TESTO DEL DOCUMENTO:

La seconda controindicazione riguarda l’efficacia stessa delle azioni di governo. Il controllo e la proposta possono avvenire solo se ai cittadini vengono offerti i dati di cui hanno bisogno e al cui accesso hanno diritto. Purtroppo, anche se leggi avanzate come la 241 del 1990 quell’informazione garantiscono, si trovano sempre azzeccagarbugli e/o opportunisti pronti ad attaccare l’asino dove vuole il padrone e quelle norme vengono erose da una giurisprudenza alquanto incerta. Si fa così affidamento sull’incertezza per negare un diritto, magari senza neppure fare la fatica di motivare adeguatamente il diniego.
Veniamo allora al caso di Orizzonti d’Arte. A chi oggi rimprovera mancanza di proposta si deve ricordare che le proposte non possono venire se non c’è conoscenza. Come proporre se non si sa quali sono le risorse, le linee di programma etc…?
Non si vogliono rendere pubbliche le motivazioni delle dimissioni dell’intero organo di gestione!!
Purtroppo non è il solo settore in cui domina questo tipo di atteggiamento. L’urbanistica è un altro caso eclatante e ne abbiamo già ampiamente parlato.
Ma anche casi singoli. Chi, per esempio, ha capito quando verrà consegnato lo (inutile) stadio di Pania? E potremmo continuare a lungo.
Quale può essere la medicina? Solo la paziente insistenza nel richiedere la trasparenza e la pubblica denuncia quando questo diritto non viene garantito.
Sono d’accordo sulla costituzione di un Fondo da usare alla bisogna.
Se nulla cambia, già con il Piano strutturale vedo la necessità di un ricorso al Tar.
Sono d’accordo in toto con quanto dice Paolo nel suo post, tranne che nella risposta finale che riguarda la medicina.In una tale situazione ormai sclerotizzata da anni si richiede con pazienza la trasparenza ? Per chi non ha dentro la propria cultura elementi primari di soddisfacimento della democrazia (vedi il negare di dare risposte -cosa questa primaria di ogni elemento democratico) e che rimane al proprio posto perchè sà che l’opinione pubblica non esiste più, è stata parcellizzata, stravolta, eliminata e che ne conseguono solo discorsi, si può permettere di rimanere al suo posto per quanto vuole.

CONSEGNA:
Riprendi il testo sulla trasparenza delle azioni di governo e proseguilo dopo la sua ultima frase.

INSIEME DI DATI:
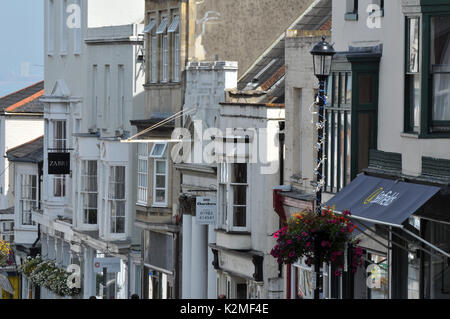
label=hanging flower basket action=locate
[271,210,363,276]
[0,240,13,268]
[19,256,81,297]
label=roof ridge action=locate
[5,89,44,112]
[6,135,44,154]
[0,80,44,100]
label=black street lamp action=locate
[311,37,336,299]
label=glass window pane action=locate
[407,18,419,73]
[358,74,372,104]
[431,16,450,126]
[156,161,166,174]
[233,186,247,205]
[155,190,166,203]
[345,73,352,104]
[231,163,247,183]
[233,207,247,227]
[407,74,421,132]
[156,175,166,188]
[433,73,450,121]
[339,73,346,104]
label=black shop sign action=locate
[48,153,70,175]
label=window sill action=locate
[400,132,419,139]
[344,13,358,21]
[400,132,450,140]
[144,82,181,88]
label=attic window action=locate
[150,143,167,158]
[156,17,169,34]
[252,59,278,83]
[144,19,156,33]
[167,16,180,33]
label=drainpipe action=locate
[273,189,292,299]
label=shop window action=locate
[20,175,38,226]
[137,143,148,205]
[324,72,352,192]
[81,161,98,225]
[108,166,126,234]
[324,67,378,193]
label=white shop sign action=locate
[94,257,120,272]
[196,197,217,225]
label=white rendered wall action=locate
[332,0,450,176]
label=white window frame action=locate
[80,159,99,228]
[153,157,169,207]
[52,120,68,198]
[151,35,158,83]
[107,164,127,236]
[59,0,69,55]
[217,163,250,232]
[19,174,39,227]
[47,0,55,56]
[73,0,82,55]
[149,143,167,158]
[137,143,149,205]
[161,34,169,83]
[172,32,181,82]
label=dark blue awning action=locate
[326,175,440,227]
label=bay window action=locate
[53,120,67,197]
[406,17,421,133]
[20,175,38,226]
[81,161,98,225]
[150,143,168,207]
[218,163,249,231]
[137,143,148,205]
[108,166,126,234]
[404,8,450,138]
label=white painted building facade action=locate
[33,0,144,299]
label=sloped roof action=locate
[237,0,332,102]
[6,136,44,163]
[0,81,44,113]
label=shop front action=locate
[142,230,178,299]
[326,174,450,299]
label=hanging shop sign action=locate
[196,197,217,225]
[94,257,120,272]
[48,153,70,175]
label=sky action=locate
[0,0,44,97]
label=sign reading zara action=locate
[196,197,217,225]
[48,153,70,175]
[94,257,120,272]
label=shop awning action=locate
[326,175,440,228]
[0,272,14,294]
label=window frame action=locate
[136,143,149,205]
[344,0,359,21]
[106,163,127,236]
[404,15,424,134]
[19,174,39,228]
[51,119,69,198]
[216,163,251,232]
[152,158,169,207]
[80,159,100,228]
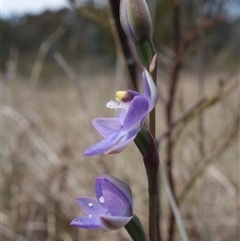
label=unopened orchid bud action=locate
[120,0,152,42]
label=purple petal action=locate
[100,216,132,230]
[123,96,149,130]
[101,179,132,216]
[142,69,158,112]
[105,129,139,155]
[83,131,126,156]
[92,118,122,137]
[76,197,108,216]
[95,177,105,207]
[70,215,103,229]
[101,174,133,212]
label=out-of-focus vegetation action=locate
[0,0,239,80]
[0,0,240,241]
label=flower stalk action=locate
[134,128,159,241]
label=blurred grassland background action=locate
[0,0,240,241]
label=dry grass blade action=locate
[2,105,61,166]
[161,162,189,241]
[30,27,66,84]
[178,116,239,205]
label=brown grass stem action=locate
[178,116,239,205]
[30,27,66,85]
[161,162,189,241]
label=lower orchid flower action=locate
[83,69,158,156]
[70,175,133,230]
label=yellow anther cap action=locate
[116,90,127,101]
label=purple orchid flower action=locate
[83,69,158,156]
[70,175,133,230]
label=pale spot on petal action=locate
[99,196,105,203]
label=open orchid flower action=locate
[83,69,158,156]
[70,175,133,230]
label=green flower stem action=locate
[125,214,148,241]
[135,38,157,139]
[135,38,156,70]
[134,128,159,241]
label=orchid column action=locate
[120,0,159,241]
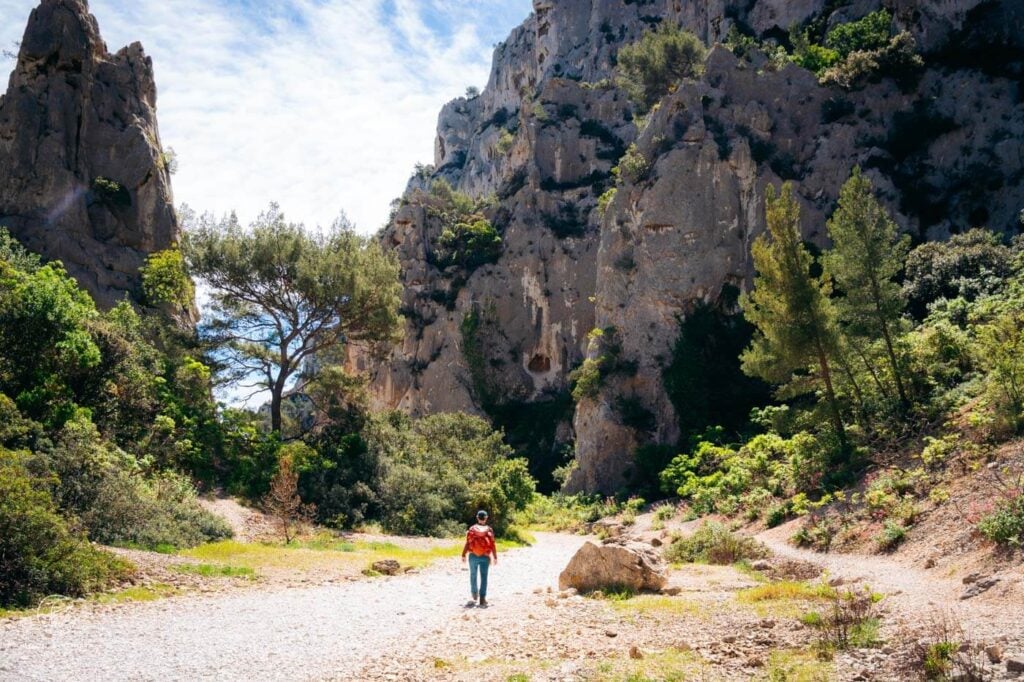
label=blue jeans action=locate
[469,553,490,597]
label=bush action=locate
[37,414,231,549]
[140,249,196,306]
[0,449,133,606]
[978,495,1024,548]
[825,9,893,59]
[365,413,536,536]
[615,26,708,114]
[437,218,502,270]
[618,142,650,182]
[665,522,769,565]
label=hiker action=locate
[462,509,498,608]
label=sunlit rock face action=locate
[0,0,179,307]
[364,0,1024,493]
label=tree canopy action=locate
[183,205,400,431]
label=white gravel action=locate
[0,534,584,681]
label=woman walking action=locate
[462,509,498,608]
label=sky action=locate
[0,0,531,233]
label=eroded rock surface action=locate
[0,0,178,307]
[360,0,1024,493]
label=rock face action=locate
[0,0,179,307]
[558,542,669,592]
[354,0,1024,493]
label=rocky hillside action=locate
[357,0,1024,492]
[0,0,179,307]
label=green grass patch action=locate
[587,648,706,682]
[89,584,178,604]
[171,563,256,580]
[180,538,462,571]
[765,650,836,682]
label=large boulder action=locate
[558,541,668,592]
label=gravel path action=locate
[757,526,1024,650]
[0,534,584,681]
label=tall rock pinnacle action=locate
[0,0,179,307]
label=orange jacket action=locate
[462,523,498,559]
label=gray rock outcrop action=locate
[356,0,1024,493]
[558,541,669,592]
[0,0,179,307]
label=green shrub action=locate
[874,521,906,552]
[615,25,708,114]
[665,522,769,565]
[92,177,131,208]
[597,187,617,216]
[618,142,650,182]
[0,449,133,606]
[43,413,231,548]
[365,413,536,536]
[437,218,502,270]
[978,495,1024,548]
[825,9,893,59]
[140,249,196,306]
[569,355,606,402]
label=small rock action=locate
[370,559,401,576]
[961,577,999,599]
[1006,653,1024,673]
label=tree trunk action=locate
[818,343,850,454]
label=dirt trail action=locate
[0,534,584,681]
[757,524,1024,645]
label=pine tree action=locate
[263,457,316,545]
[740,182,848,455]
[823,167,910,410]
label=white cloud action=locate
[0,0,530,231]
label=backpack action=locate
[466,524,493,556]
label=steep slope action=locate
[0,0,179,307]
[362,0,1024,492]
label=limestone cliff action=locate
[364,0,1024,492]
[0,0,179,307]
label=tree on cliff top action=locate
[182,204,400,431]
[615,27,708,114]
[740,182,847,453]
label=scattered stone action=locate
[961,577,999,599]
[558,541,668,592]
[1006,653,1024,673]
[370,559,401,576]
[985,644,1002,664]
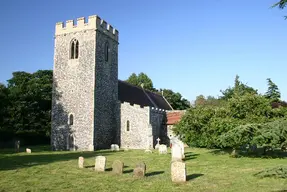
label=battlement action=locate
[151,107,166,113]
[55,15,119,41]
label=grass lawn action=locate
[0,147,287,192]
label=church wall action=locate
[150,108,166,147]
[120,102,152,149]
[94,31,119,149]
[51,27,95,150]
[51,15,119,150]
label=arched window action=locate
[69,114,74,125]
[127,120,130,131]
[70,39,79,59]
[105,42,110,61]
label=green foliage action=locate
[174,76,287,149]
[255,166,287,179]
[253,120,287,149]
[272,0,287,19]
[0,83,9,130]
[0,70,53,147]
[265,78,281,102]
[219,124,259,149]
[194,95,226,107]
[227,93,272,123]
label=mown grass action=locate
[0,147,287,192]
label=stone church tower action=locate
[51,16,119,150]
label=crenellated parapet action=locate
[151,107,166,114]
[55,15,119,41]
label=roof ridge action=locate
[119,79,162,97]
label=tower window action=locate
[70,39,79,59]
[127,120,130,131]
[69,114,74,125]
[105,42,110,61]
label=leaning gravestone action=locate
[134,162,146,178]
[154,138,160,149]
[15,140,20,153]
[171,161,186,183]
[26,148,32,153]
[171,144,182,161]
[111,144,120,151]
[158,144,167,154]
[179,141,185,159]
[95,156,106,172]
[78,157,84,168]
[112,160,124,175]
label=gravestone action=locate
[158,145,167,154]
[171,144,182,161]
[112,160,124,175]
[111,144,120,151]
[144,149,152,153]
[154,138,160,149]
[26,148,32,153]
[15,140,20,153]
[134,162,146,178]
[95,156,107,172]
[179,141,185,159]
[171,161,186,183]
[78,157,84,168]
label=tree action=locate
[162,89,190,110]
[194,95,226,107]
[126,72,156,91]
[0,83,9,130]
[272,0,287,19]
[8,70,53,135]
[265,78,281,102]
[220,75,258,100]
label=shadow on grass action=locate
[0,147,125,171]
[210,148,287,159]
[186,173,204,181]
[184,152,199,161]
[123,169,134,173]
[145,171,164,177]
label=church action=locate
[51,15,183,151]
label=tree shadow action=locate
[209,148,287,159]
[0,150,117,171]
[184,152,199,161]
[186,173,204,181]
[145,171,164,177]
[123,169,134,174]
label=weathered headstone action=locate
[134,162,146,178]
[154,138,160,149]
[171,161,186,183]
[95,156,107,172]
[179,141,185,159]
[171,144,182,161]
[26,148,32,153]
[158,144,167,154]
[15,140,20,153]
[112,160,124,175]
[78,157,84,168]
[111,144,120,151]
[144,149,152,153]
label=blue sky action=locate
[0,0,287,101]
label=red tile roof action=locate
[166,111,185,125]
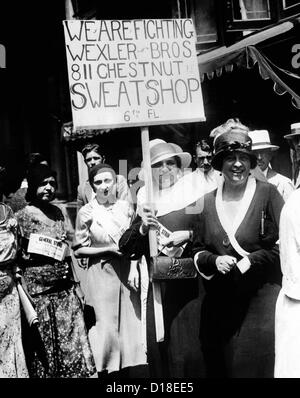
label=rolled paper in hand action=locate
[17,283,38,326]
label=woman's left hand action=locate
[161,231,190,247]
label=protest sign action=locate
[28,234,68,261]
[64,19,205,129]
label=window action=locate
[282,0,300,10]
[177,0,218,50]
[232,0,271,21]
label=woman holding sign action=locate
[16,165,95,378]
[73,164,147,377]
[0,203,28,378]
[120,139,204,377]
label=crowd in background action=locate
[0,119,300,379]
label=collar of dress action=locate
[216,176,256,257]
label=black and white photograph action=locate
[0,0,300,388]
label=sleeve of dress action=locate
[119,216,149,259]
[117,175,132,203]
[72,205,92,250]
[77,185,84,210]
[192,213,218,279]
[248,184,284,275]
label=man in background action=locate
[249,130,294,201]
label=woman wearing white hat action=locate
[284,123,300,188]
[119,140,203,377]
[249,130,294,201]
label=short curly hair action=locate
[209,118,249,142]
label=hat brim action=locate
[211,149,257,171]
[151,152,192,169]
[252,144,279,151]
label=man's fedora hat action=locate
[248,130,279,151]
[284,123,300,140]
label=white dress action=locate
[274,190,300,378]
[73,199,147,372]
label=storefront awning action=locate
[198,22,300,109]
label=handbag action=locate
[150,256,197,280]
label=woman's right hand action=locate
[141,205,158,235]
[107,245,123,257]
[216,255,236,275]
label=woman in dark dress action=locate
[193,124,283,377]
[16,165,95,378]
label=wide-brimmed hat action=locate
[150,139,192,169]
[284,123,300,140]
[211,130,257,171]
[248,130,279,151]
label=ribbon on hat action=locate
[218,141,251,152]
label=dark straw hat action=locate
[212,130,257,171]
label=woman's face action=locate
[84,151,103,169]
[151,156,179,189]
[222,151,251,186]
[36,177,57,202]
[93,171,116,203]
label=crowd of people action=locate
[0,119,300,379]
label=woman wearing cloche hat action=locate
[119,140,204,377]
[193,121,283,377]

RISULTATO:
L’origine della colpa però è spesso in questi casi degli elettori, che si fanno passare sopra la testa certe cose senza reagire, senza organizzarsi. Nascono associazioni parallele per fronde interne, gente che non si espone mai, o dice il proprio pensiero ma rientra nel suo guscio poco dopo aver aperto bocca.
Ma un partito degno di questa parola avrebbe a questo punto convocato le assemblee e avrebbe provveduto, come qualche volta accadeva. Dico qualche volta e non sempre….ma almeno accadeva. O no ?
Anamnesi e diagnosi efficaci. Veniamo però alla cura. Esistono degli obblighi di Legge; se essi vengono disattesi, non si può semplicemente denunciarli “politicamente”. Se si lascia la macchina in divieto di sosta si viene giustamente multati; allo stesso modo se alcuni documenti e informazioni non coperti da restrizioni di accesso vengono tenuti nascosti, dovranno essere il cittadino e le forze politiche a “multare” l’Ente che disattende la legge. Mentre la denuncia politica o giornalistica necessita di una forte opinione pubblica a supporto, quella agli organi competenti permette almeno di innescare un meccanismo basato sul Diritto. L’unico inconveniente, oltre ad una dose media di coraggio civile, sono gli eventuali costi. Basta però che un gruppo, anche ristretto, di cittadini sia su questo solidale e anche questo ostacolo sarebbe superabile. Credo che una pioggia di denunce non permetterebbe a nessuno di fare lo gnorri.
La questione della trasparenza amministrativa è ancora, purtroppo, vista dalla maggior parte della gente come una questione marginale.
Già questo la dice lunga sul grado della democrazia da queste parti.
E’ chiaro che le opposizioni dovranno continuare a chiedere, magari con maggiore puntigliosità, dati e informazioni che devono essere di dominio pubblico.
Quello che però va sottolineato per l’ennesima volta è che nessuno, nei banchi della maggioranza e nei partiti (si fa per dire) che la sorreggono, avverta questo problema.
Qui vige ancora “al contadino non far sapere…” altro che trasparenza. Di giovane, questi amministratori, hanno solo la carta d’identità perchè quanto a modi e metodi di governo sono più vecchi del cucco.